#### WHAT IS BEING ASKED:
Each line of the data has to be retyped exactly as it is.

### SUPPLIED DATA

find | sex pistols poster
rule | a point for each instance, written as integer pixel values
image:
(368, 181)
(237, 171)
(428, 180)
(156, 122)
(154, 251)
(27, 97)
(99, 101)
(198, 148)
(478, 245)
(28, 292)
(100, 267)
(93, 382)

######

#### ANSWER FOR THIS EXERCISE:
find | sex pistols poster
rule | a point for each instance, written as integer pixel values
image:
(368, 181)
(237, 171)
(428, 180)
(156, 122)
(154, 251)
(27, 97)
(99, 101)
(198, 148)
(478, 245)
(28, 292)
(100, 267)
(93, 382)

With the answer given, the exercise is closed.